-- Your task --
Images excluded, reproduce each line of the records exactly as it stands.

-- Collected data --
▶
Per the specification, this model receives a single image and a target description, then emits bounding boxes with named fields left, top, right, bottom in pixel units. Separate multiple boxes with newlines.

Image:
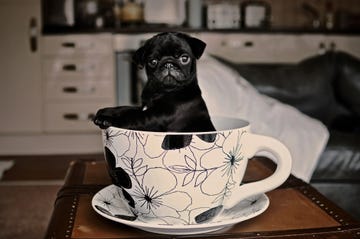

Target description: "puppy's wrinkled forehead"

left=147, top=33, right=192, bottom=57
left=133, top=32, right=206, bottom=67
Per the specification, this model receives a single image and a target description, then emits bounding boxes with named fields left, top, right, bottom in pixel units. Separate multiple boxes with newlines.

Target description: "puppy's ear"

left=185, top=36, right=206, bottom=59
left=132, top=46, right=146, bottom=68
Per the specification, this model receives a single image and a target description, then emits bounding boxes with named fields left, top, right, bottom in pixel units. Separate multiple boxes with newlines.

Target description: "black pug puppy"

left=93, top=32, right=216, bottom=149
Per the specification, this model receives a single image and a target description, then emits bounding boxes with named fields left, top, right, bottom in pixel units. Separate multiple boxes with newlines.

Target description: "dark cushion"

left=213, top=52, right=358, bottom=127
left=311, top=182, right=360, bottom=220
left=335, top=52, right=360, bottom=117
left=312, top=130, right=360, bottom=181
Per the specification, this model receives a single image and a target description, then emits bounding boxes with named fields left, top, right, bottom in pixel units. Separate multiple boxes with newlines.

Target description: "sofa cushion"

left=213, top=53, right=352, bottom=127
left=312, top=130, right=360, bottom=181
left=335, top=52, right=360, bottom=118
left=311, top=182, right=360, bottom=220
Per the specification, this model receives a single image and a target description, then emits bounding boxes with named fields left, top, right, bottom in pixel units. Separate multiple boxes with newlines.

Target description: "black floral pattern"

left=102, top=127, right=247, bottom=224
left=92, top=185, right=269, bottom=228
left=104, top=147, right=134, bottom=208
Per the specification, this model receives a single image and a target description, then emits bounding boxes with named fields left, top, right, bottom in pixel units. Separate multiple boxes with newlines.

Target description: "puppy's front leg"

left=93, top=106, right=143, bottom=129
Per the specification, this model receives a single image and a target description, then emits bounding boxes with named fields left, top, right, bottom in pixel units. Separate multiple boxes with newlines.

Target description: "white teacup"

left=102, top=117, right=292, bottom=225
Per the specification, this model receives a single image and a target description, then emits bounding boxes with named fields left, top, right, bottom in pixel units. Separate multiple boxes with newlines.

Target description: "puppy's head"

left=133, top=32, right=206, bottom=95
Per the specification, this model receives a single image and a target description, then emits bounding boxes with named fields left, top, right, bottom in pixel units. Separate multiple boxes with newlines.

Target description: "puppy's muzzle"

left=160, top=61, right=180, bottom=77
left=161, top=60, right=179, bottom=71
left=164, top=62, right=175, bottom=69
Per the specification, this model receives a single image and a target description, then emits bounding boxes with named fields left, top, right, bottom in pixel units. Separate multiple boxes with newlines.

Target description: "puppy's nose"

left=164, top=62, right=174, bottom=69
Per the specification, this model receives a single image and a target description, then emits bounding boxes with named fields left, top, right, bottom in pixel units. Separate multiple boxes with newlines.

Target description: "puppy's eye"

left=180, top=54, right=190, bottom=65
left=148, top=59, right=158, bottom=67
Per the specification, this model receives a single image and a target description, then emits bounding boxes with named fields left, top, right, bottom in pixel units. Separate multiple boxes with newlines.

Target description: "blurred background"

left=0, top=0, right=359, bottom=238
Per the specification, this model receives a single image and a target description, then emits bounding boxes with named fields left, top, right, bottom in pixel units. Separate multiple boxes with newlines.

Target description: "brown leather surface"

left=45, top=157, right=360, bottom=239
left=83, top=161, right=111, bottom=185
left=71, top=188, right=340, bottom=238
left=73, top=196, right=154, bottom=238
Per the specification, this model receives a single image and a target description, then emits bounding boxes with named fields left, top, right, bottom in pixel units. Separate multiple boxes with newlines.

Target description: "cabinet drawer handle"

left=244, top=41, right=254, bottom=47
left=63, top=87, right=78, bottom=93
left=63, top=113, right=78, bottom=120
left=88, top=113, right=95, bottom=120
left=29, top=17, right=38, bottom=53
left=63, top=64, right=77, bottom=71
left=62, top=42, right=76, bottom=48
left=63, top=113, right=95, bottom=121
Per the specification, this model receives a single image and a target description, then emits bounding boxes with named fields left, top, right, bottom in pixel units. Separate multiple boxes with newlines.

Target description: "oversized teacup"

left=101, top=117, right=292, bottom=225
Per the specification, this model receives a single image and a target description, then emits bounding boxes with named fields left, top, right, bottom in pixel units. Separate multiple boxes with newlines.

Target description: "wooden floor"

left=0, top=154, right=104, bottom=239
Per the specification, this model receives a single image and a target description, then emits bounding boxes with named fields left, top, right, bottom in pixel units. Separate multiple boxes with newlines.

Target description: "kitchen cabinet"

left=42, top=34, right=115, bottom=132
left=0, top=0, right=42, bottom=133
left=328, top=35, right=360, bottom=58
left=198, top=33, right=360, bottom=63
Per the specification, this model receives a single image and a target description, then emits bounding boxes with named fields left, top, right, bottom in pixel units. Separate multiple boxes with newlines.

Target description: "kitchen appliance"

left=206, top=3, right=241, bottom=29
left=114, top=34, right=151, bottom=106
left=75, top=0, right=115, bottom=28
left=43, top=0, right=74, bottom=28
left=75, top=0, right=99, bottom=27
left=116, top=51, right=146, bottom=106
left=118, top=0, right=144, bottom=26
left=241, top=1, right=271, bottom=28
left=143, top=0, right=185, bottom=26
left=43, top=0, right=115, bottom=31
left=188, top=0, right=203, bottom=28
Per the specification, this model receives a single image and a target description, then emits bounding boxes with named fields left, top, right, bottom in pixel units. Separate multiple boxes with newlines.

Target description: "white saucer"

left=92, top=184, right=269, bottom=235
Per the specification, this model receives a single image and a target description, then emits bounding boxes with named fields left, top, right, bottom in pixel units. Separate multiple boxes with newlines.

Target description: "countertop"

left=42, top=25, right=360, bottom=35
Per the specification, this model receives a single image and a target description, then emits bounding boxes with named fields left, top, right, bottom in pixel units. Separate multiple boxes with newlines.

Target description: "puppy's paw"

left=93, top=108, right=114, bottom=129
left=93, top=117, right=112, bottom=129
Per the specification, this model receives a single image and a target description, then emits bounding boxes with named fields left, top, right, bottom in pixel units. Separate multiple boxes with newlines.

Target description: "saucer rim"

left=91, top=184, right=269, bottom=231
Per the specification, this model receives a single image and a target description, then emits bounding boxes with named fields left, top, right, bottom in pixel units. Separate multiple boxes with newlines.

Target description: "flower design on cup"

left=100, top=118, right=292, bottom=227
left=200, top=130, right=245, bottom=203
left=104, top=128, right=245, bottom=215
left=160, top=136, right=220, bottom=188
left=104, top=147, right=135, bottom=208
left=93, top=185, right=137, bottom=221
left=131, top=168, right=192, bottom=224
left=103, top=129, right=130, bottom=158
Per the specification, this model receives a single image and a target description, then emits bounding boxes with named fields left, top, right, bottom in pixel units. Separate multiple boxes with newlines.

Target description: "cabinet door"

left=328, top=36, right=360, bottom=59
left=200, top=33, right=327, bottom=63
left=0, top=0, right=42, bottom=133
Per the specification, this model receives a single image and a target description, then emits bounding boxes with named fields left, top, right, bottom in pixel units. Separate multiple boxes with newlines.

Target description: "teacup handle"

left=225, top=133, right=292, bottom=209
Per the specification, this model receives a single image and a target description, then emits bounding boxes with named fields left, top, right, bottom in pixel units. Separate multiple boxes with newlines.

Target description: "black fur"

left=93, top=32, right=216, bottom=149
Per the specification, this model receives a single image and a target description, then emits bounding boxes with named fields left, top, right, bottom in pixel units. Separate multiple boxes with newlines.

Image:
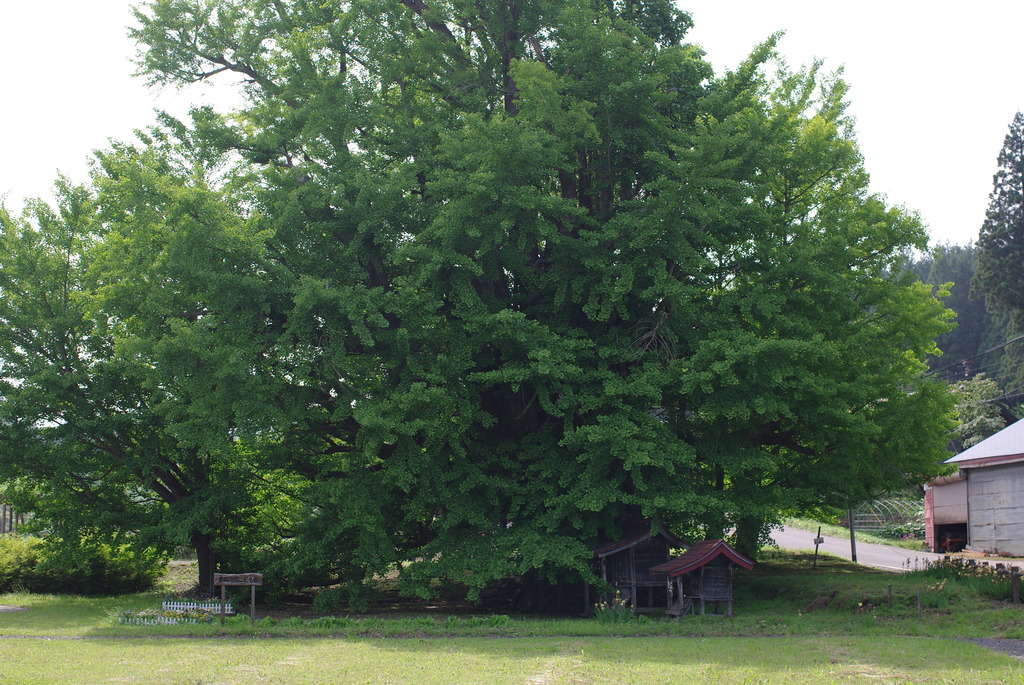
◀
-- Output below --
Per the specification, this model receives a single image and a target description, then emits bounding boxes with named fields left, top, right, bottom in pixel units. Separate multiple boxes with newlines.

Image:

Target description: "puppy's wrinkled forehead"

left=147, top=33, right=192, bottom=57
left=133, top=32, right=206, bottom=67
Per the specification, this model receives a single image and a target description, then emits bounding boxes with named fields left, top, right, bottom in pixel units. Separate multiple boxes with newlines.

Target description: "puppy's ear"

left=185, top=36, right=206, bottom=59
left=132, top=46, right=146, bottom=68
Per the specification, this model receives a single image and a target description, then emits bounding boxes with named fields left, top, right, bottom in pixel units. Separate multiple boxes with newlines.

Target description: "black pug puppy"

left=93, top=32, right=216, bottom=149
Per the specification, this model receives a single image and a target description, then emits bounding boxes with named fields left, top, right, bottom in pixel units. Separate multiple boxes with newlines.

Target description: "dark cushion"

left=213, top=52, right=358, bottom=127
left=311, top=182, right=360, bottom=220
left=335, top=52, right=360, bottom=117
left=312, top=130, right=360, bottom=181
Per the specification, this model receives a single image and a target description, then emits bounding boxes with named fields left, top, right, bottom in pixel units. Separate multiple boxes with newlines.

Target description: "sofa cushion"

left=213, top=53, right=352, bottom=127
left=312, top=130, right=360, bottom=181
left=335, top=52, right=360, bottom=118
left=311, top=182, right=360, bottom=220
Per the specification, this model receives a single image and a target description, then emits bounding boxes with named fields left, top, right, bottom in pixel units. Separate multiple boxes with newlines.

Target description: "black floral pattern"

left=102, top=127, right=247, bottom=224
left=92, top=185, right=269, bottom=228
left=104, top=147, right=134, bottom=208
Per the specification, this model receives a single image and a target description, then emits bounding boxes with named fields left, top, right, bottom in pixel units. Separate multiple boxes with newlines.

Target description: "puppy's front leg"

left=93, top=106, right=143, bottom=129
Per the specification, this model receives a single image and a target description, then emits bounding boxes with named fields left, top, right, bottom in pixel units. Separate multiple boxes with newlines.

Target description: "white teacup"

left=102, top=117, right=292, bottom=225
Per the specification, this model receives a single image and a target description, then emits bounding boxes with named fields left, top, right, bottom in pixel units. Separate multiple boxes with newlines.

Target description: "puppy's head"

left=133, top=32, right=206, bottom=95
Per the specification, this model receives a single image and a target description, then emits bounding boxes with named fields left, top, right, bottom in pixel units. Separate multiple boxes with newlines.

Target description: "puppy's muzzle"

left=160, top=61, right=180, bottom=77
left=161, top=60, right=179, bottom=71
left=164, top=62, right=175, bottom=69
Per the specification, this model receives a single image and a target description, then emits bounding boxes with named fields left, top, right, bottom in pixel units. Separate multiple boxes with newlines.

Target description: "puppy's nose"

left=164, top=62, right=174, bottom=69
Per the specification, this model receives a single image and a target description, then emits bounding boxes with named fields left, top, right, bottom in pixel units. Separate multiple boxes with newlines.

Target description: "puppy's eye"

left=180, top=54, right=190, bottom=65
left=148, top=59, right=158, bottom=67
Per the specification, this model receives a single image and a target description, then emits bounding boxes with named fields left, top, right, bottom in pixel units. Separate multiple boxes with newlines.

Target description: "blurred background"

left=0, top=0, right=359, bottom=238
Per the specification, this model receives a single image and a target description, then emits bounding boxes with named fields left, top, right, bottom in pixel units. Separate multiple boxes with newlines.

Target description: "brown leather surface"

left=45, top=157, right=360, bottom=239
left=83, top=161, right=111, bottom=185
left=71, top=188, right=340, bottom=238
left=73, top=196, right=154, bottom=238
Per the specification, this model receives a single image and a target description, then emits bounding boxes with named fields left, top, right, bottom in pixel units. Separate multiple boxes with newlines.

Target description: "cabinet drawer handle"

left=244, top=41, right=254, bottom=47
left=63, top=87, right=78, bottom=93
left=63, top=113, right=78, bottom=120
left=88, top=113, right=95, bottom=120
left=29, top=17, right=38, bottom=53
left=63, top=64, right=77, bottom=71
left=62, top=42, right=76, bottom=48
left=63, top=113, right=95, bottom=121
Per the specification, this model receives a single image and a target description, then emits bounding boxes with named fields left, top, right, bottom in pixel units. Separate multiple boxes with newlines.

Target description: "oversized teacup"

left=101, top=117, right=292, bottom=225
Per the specification, this model receives a single image and a target description, then emits bounding boxes with named fields left, top, right, bottom in pixel units. Separate multiple boxes with newlines.

Target description: "wooden floor"

left=0, top=154, right=104, bottom=239
Per the specification, this model receives a single image and a target description, then emits bounding boxes with named fields left, top, right, bottom in pixel units. Separate multiple boxes with newlines.

Target description: "kitchen cabinet"

left=42, top=34, right=115, bottom=132
left=0, top=0, right=42, bottom=133
left=328, top=35, right=360, bottom=58
left=198, top=33, right=360, bottom=63
Per the specification, this model receives a single image and a target description, then emits bounding boxes with named fields left, top, right, bottom in pixel units. Separate multiple boxes with newlines.

Target description: "kitchen appliance"

left=206, top=3, right=241, bottom=29
left=114, top=34, right=151, bottom=106
left=75, top=0, right=115, bottom=28
left=43, top=0, right=74, bottom=28
left=75, top=0, right=99, bottom=27
left=116, top=51, right=146, bottom=106
left=118, top=0, right=144, bottom=26
left=241, top=1, right=271, bottom=28
left=143, top=0, right=185, bottom=26
left=43, top=0, right=115, bottom=31
left=188, top=0, right=203, bottom=28
Per the specification, this model receives a single image and a target description, then emits bounding boxes with named fields left, top, right, bottom in pixel units. Separate multiple boxes with newlines.

Target description: "white saucer"

left=92, top=184, right=269, bottom=235
Per the specification, this model receives a single image and a target description, then emits bounding boxes with named fields left, top, right, bottom in pixel units. Separate multiple boxes with newlines.

Target description: "countertop"

left=42, top=25, right=360, bottom=35
Per the specification, this model receives a single image and a target description, then emits bounding boxes with named fields left, top, right, bottom in pixel units. Separate multiple boxes with newlines.

Target description: "puppy's paw"

left=93, top=108, right=114, bottom=129
left=93, top=117, right=112, bottom=129
Per the specification, this model receives a single image and a target description, then emits bounding boxes with named fields left, top, right, bottom in pixel units. Separate multiple boxes with newlines.

Target description: "saucer rim"

left=91, top=184, right=269, bottom=231
Per the specification, this model receives a single image and a target description, then emits bounding boxes with named fields left, top, right, bottom in pixel units. Separate multiple boxes with newlines.

Target description: "flower design on cup"

left=100, top=118, right=292, bottom=227
left=200, top=130, right=245, bottom=203
left=104, top=128, right=245, bottom=215
left=160, top=136, right=220, bottom=188
left=104, top=147, right=135, bottom=208
left=93, top=185, right=137, bottom=221
left=131, top=168, right=192, bottom=224
left=103, top=129, right=130, bottom=158
Per the specification, this model receives a single image and a target description, then emits bounding boxes with named fields left, top, right, bottom in pixel units. Separate multiple boxes with newlines.

Target description: "cabinet door"

left=328, top=36, right=360, bottom=59
left=200, top=33, right=327, bottom=63
left=0, top=0, right=42, bottom=133
Per the specification, this model receives a single image and a target description, then emits bounding boxes with named fields left, top, right, bottom in pixel units. Separate multiple boxes with newlines.

Target description: "teacup handle"

left=225, top=133, right=292, bottom=209
Per the specification, this model receives a single image and a target description, then emits bounding boxes with named fields left, top, right, bottom in pixel units. Separate multiple boxes with newlines.

Target description: "black fur"

left=93, top=32, right=216, bottom=149
Per the specification, this model receives a single image and a target description, then emits bounding boxes with named fields left, top, right, bottom in pixel units. Separate multiple boxes with newlines.

Image:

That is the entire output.